Given passage:

An animal that takes up as much room as your run-of-the-mill Bull Moose and weighs in at as much as twelve to fourteen hundred pounds demands attention and most of the time, the right-of-way. In the far, far woods, as my son would come to call the area adjacent to our quarters, I would frequently find myself during the deepest part of the winter playing tag with a bull or cow moose in and around Ship Creek which passed just one hundred yards or so behind the home the US Army was so grateful to allow us to utilize during our stay.. These encounters would routinely make my wife furious at me—as you might imagine—but not not the moose. Tapping a moose on the nose and dodging behind a tree was akin to the same game we would play with a bull or mean white-eyed momma cow back in Texas during my teen years.

 

Moose out our back door

These encounters might also involve a run-in with a moose in the morning formation just outside the Battalion’s barracks area. Or maybe the incident might take the moose through the glass doors into the building itself. Once observing a confrontation between a moose and a VW Bug on the highway into Anchorage gave me a real healthy appreciation for these antlered obstructions. We even experienced a hungry bull that crawled on his knees under our back porch in order to get to the only grass available that winter—the grass outside the dryer vent coming from the basement of our quarters was always green.

Well, not everything revolves around a moose experience, it’s the people who work with and for you that step into, instigate, or cause a problem that makes up a manager’s day. During the forty years I spent in the management, supervision and consultation of operations, both in manufacturing and the military; I continually found myself in the study of these people who caused the situations to happen to and around me. While a good deal of the stories are somewhat military in nature, largely due to the fact that I spent time at more than sixty posts, camps and stations; they are primarily just stories of people, the situations they find themselves in, what got them there and how we//they sometimes resolved the dilemma(s) that we found ourselves in.

Exercise set:
• a. According to the moose passage, how much can an ordinary Bull Moose weigh?
• b. Repeat the stretch of the moose passage from "Moose out our" through "was always green.".

Entries provided:

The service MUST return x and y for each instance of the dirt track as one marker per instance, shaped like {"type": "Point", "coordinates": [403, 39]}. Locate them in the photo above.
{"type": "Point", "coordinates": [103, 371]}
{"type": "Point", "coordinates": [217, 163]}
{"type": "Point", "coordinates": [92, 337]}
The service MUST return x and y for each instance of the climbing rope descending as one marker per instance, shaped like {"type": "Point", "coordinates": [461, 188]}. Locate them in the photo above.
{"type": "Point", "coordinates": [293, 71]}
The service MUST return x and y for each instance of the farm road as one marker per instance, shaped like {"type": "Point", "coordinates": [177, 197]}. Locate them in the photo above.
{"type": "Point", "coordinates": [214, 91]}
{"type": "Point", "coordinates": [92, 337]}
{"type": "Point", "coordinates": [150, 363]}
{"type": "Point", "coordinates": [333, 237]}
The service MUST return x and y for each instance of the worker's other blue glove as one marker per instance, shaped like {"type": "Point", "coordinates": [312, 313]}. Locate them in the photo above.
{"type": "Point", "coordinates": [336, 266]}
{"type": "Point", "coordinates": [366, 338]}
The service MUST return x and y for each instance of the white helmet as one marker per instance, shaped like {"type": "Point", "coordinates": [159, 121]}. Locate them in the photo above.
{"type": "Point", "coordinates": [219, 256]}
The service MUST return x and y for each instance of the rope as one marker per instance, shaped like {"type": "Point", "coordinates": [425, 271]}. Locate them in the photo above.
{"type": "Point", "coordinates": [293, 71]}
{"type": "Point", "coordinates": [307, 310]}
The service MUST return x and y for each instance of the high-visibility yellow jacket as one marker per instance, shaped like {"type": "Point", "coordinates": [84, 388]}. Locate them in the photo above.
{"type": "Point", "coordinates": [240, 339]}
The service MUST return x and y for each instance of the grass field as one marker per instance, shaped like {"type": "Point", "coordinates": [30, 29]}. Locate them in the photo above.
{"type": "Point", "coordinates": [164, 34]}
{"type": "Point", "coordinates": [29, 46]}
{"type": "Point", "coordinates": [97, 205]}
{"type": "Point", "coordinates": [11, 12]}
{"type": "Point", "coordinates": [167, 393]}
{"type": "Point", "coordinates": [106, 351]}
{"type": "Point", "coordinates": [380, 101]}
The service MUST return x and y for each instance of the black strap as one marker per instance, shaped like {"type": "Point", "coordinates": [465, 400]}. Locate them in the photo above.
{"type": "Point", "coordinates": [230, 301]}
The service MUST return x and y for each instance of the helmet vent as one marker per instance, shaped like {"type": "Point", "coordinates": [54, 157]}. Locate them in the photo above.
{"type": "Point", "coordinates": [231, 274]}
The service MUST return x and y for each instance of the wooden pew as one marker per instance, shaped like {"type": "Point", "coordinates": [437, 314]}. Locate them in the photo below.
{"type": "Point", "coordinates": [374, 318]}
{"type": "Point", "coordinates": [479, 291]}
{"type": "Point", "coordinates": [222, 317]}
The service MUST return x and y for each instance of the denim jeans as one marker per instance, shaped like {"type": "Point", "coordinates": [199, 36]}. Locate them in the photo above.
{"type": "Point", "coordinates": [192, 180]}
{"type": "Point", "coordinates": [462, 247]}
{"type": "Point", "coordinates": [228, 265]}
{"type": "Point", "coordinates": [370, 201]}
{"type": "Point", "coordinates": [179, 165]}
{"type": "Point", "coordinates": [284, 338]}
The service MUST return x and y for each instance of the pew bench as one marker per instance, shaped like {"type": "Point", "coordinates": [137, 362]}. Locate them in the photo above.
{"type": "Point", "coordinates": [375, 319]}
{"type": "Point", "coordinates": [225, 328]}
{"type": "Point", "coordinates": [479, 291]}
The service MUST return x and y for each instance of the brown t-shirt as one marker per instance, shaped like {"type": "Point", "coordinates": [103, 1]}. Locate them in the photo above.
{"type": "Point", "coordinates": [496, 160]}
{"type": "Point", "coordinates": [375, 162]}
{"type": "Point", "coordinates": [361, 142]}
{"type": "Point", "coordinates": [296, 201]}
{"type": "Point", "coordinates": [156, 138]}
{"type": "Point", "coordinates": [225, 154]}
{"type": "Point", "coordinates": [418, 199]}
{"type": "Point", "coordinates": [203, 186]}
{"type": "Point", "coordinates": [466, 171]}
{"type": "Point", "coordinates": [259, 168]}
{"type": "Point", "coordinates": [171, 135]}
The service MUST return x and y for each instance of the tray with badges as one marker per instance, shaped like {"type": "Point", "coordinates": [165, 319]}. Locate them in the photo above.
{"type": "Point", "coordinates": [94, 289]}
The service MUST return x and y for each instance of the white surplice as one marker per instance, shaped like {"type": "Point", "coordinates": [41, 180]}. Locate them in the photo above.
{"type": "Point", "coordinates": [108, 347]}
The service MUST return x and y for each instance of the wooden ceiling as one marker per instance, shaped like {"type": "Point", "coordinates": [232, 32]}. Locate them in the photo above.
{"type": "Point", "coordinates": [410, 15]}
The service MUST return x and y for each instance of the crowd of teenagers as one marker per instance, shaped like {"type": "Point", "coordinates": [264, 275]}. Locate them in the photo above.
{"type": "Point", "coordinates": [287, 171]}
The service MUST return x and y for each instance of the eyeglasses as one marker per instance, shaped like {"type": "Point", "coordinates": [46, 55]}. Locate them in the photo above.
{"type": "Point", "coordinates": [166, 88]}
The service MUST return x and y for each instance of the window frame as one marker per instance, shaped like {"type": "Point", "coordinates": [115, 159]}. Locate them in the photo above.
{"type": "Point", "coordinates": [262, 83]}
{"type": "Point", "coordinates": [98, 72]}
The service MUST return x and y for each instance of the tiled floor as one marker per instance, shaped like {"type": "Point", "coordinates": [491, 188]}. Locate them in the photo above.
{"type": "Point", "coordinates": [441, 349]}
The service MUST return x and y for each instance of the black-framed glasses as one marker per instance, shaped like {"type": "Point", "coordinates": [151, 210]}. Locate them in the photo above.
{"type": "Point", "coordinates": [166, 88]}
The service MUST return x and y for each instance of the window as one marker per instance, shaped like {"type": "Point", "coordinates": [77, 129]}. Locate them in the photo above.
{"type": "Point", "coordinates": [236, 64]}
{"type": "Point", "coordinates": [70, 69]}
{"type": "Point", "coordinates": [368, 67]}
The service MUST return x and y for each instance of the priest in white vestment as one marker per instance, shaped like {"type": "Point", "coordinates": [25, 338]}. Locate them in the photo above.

Outputs by task:
• a. As much as twelve to fourteen hundred pounds.

• b.
Moose out our back door

These encounters might also involve a run-in with a moose in the morning formation just outside the Battalion’s barracks area. Or maybe the incident might take the moose through the glass doors into the building itself. Once observing a confrontation between a moose and a VW Bug on the highway into Anchorage gave me a real healthy appreciation for these antlered obstructions. We even experienced a hungry bull that crawled on his knees under our back porch in order to get to the only grass available that winter—the grass outside the dryer vent coming from the basement of our quarters was always green.